• Passage shown:
•••

Issues to Consider when Divorcing

When you separate or divorce in Canada, you must consider a number of different issues, which can be broken down into the following broad categories:

  • Property;
  • Child Custody and Access;
  • Child Support; and
  • Spousal Support.

Each of these general categories can then be broken down further. Family law is extremely complex and you should consult with a family lawyer to fully appreciate and understand the many issues applicable in your particular circumstances. A list of Family Law Professionals in your area whom you may wish to consult, is provided in the directory. (Note that listing does not endorse, confirm or represent the expertise or competence of any of the persons listed.)

Once you understand the law and how it applies to your situation, there are many different ways to resolve family law disputes without necessarily having to go to court, including negotiation, mediation, arbitration, and collaborative family law. The dispute resolution method that works best depends on you and your situation.

Grounds for Divorce under the Divorce Act

There are two ways through which someone can demonstrate to a court that there has been a breakdown of the marriage under the Divorce Act:

  1.  The spouse has committed adultery, or treated their partner with the type of physical and mental cruelty that makes it intolerable for them to live together; or
  2. They have lived separate and apart for at least 1 year before starting the divorce proceedings.

The first basis for claiming a divorce is less common, especially since cases of adultery or cruelty are usually followed by periods of separation. If an application is brought under a claim of adultery the person with whom the affair took place can be named, and will have have the right to be served materials and respond fully.

•••

• Tasks to carry out:
(a) From the divorce text above, transcribe the part from "There are two" up to and including "and respond fully.".
(b) Answer these questions from the divorce text above:
(i) What four broad categories of issues does it list for separating or divorcing in Canada?
(ii) What ways of resolving family law disputes without necessarily going to court does it name?
(iii) For how long must spouses have lived separate and apart before starting divorce proceedings?

• Data section:

•••

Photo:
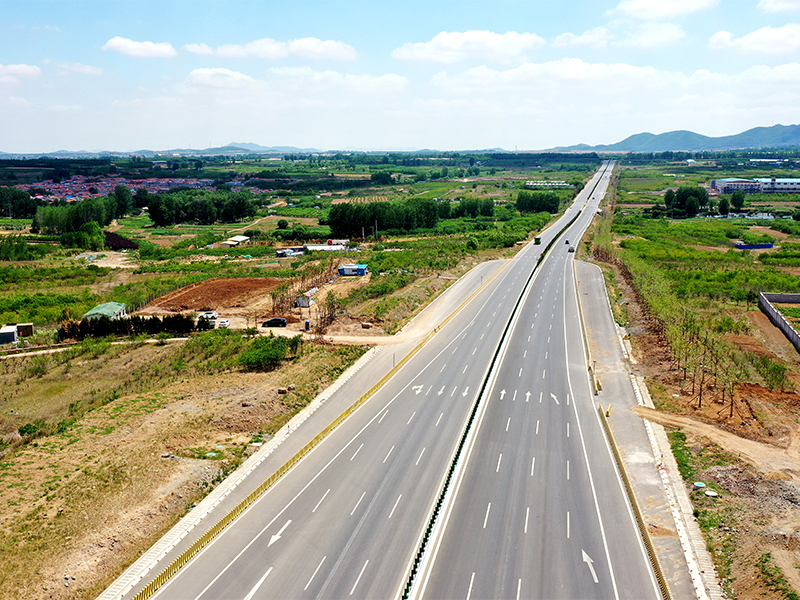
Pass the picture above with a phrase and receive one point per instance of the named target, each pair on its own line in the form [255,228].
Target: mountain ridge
[776,136]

•••

• Expected results:
(a)
There are two ways through which someone can demonstrate to a court that there has been a breakdown of the marriage under the Divorce Act:

  1.  The spouse has committed adultery, or treated their partner with the type of physical and mental cruelty that makes it intolerable for them to live together; or
  2. They have lived separate and apart for at least 1 year before starting the divorce proceedings.

The first basis for claiming a divorce is less common, especially since cases of adultery or cruelty are usually followed by periods of separation. If an application is brought under a claim of adultery the person with whom the affair took place can be named, and will have have the right to be served materials and respond fully.

(b)
(i) Property; Child Custody and Access; Child Support; and Spousal Support.
(ii) Negotiation, mediation, arbitration, and collaborative family law.
(iii) At least 1 year.